Copy out every line of the records below, unchanged and in the same order.

** MATERIALS PROVIDED **
::::::::

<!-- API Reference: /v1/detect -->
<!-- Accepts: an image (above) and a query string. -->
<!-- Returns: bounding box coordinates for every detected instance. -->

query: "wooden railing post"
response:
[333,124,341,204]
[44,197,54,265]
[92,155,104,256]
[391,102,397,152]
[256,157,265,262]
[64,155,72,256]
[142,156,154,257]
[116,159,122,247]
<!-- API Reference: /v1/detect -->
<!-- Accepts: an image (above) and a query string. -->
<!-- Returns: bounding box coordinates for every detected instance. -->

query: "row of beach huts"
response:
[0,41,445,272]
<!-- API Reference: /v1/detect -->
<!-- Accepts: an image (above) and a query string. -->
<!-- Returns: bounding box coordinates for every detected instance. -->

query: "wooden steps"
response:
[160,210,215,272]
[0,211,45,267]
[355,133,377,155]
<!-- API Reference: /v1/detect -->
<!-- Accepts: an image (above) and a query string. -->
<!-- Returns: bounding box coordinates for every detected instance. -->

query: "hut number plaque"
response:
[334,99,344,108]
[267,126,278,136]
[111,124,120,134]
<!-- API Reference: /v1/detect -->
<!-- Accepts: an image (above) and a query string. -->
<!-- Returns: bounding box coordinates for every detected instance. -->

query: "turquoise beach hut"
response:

::::::::

** RESPONSE TO THIS TASK **
<!-- API Reference: /v1/detect -->
<!-- Accepts: an image (above) and a query string. -->
<!-- Returns: bounding box coordinates for every detected instance. -->

query: "wooden railing post"
response:
[333,124,341,204]
[44,197,54,265]
[92,155,104,256]
[391,102,397,152]
[256,157,265,262]
[64,155,72,256]
[142,156,154,257]
[116,159,122,247]
<!-- API Reference: /v1/detect -->
<!-- Accepts: an image (above) and a query string. -->
<!-- Returns: bounding box coordinates for every detected instance. -->

query: "row of beach huts"
response:
[0,41,445,272]
<!-- API Reference: /v1/detect -->
<!-- Accepts: an image (above) and a query string. -->
<!-- Returns: bounding box coordinates for every detected instance. -->

query: "wooden steps"
response:
[160,210,215,272]
[0,211,45,267]
[355,133,377,155]
<!-- API Reference: /v1/detect -->
<!-- Accepts: an image (above) and a query string. -->
<!-- Returns: bounding box coordinates for every detected instance. -->

query: "hut number plaque"
response:
[334,99,344,108]
[267,126,278,136]
[111,124,120,134]
<!-- API Reference: /v1/detect -->
<!-- Accepts: an image (above) and a query string. -->
<!-- Returns: bounding box coordinates for every detected instance. -->

query: "turquoise beach hut"
response:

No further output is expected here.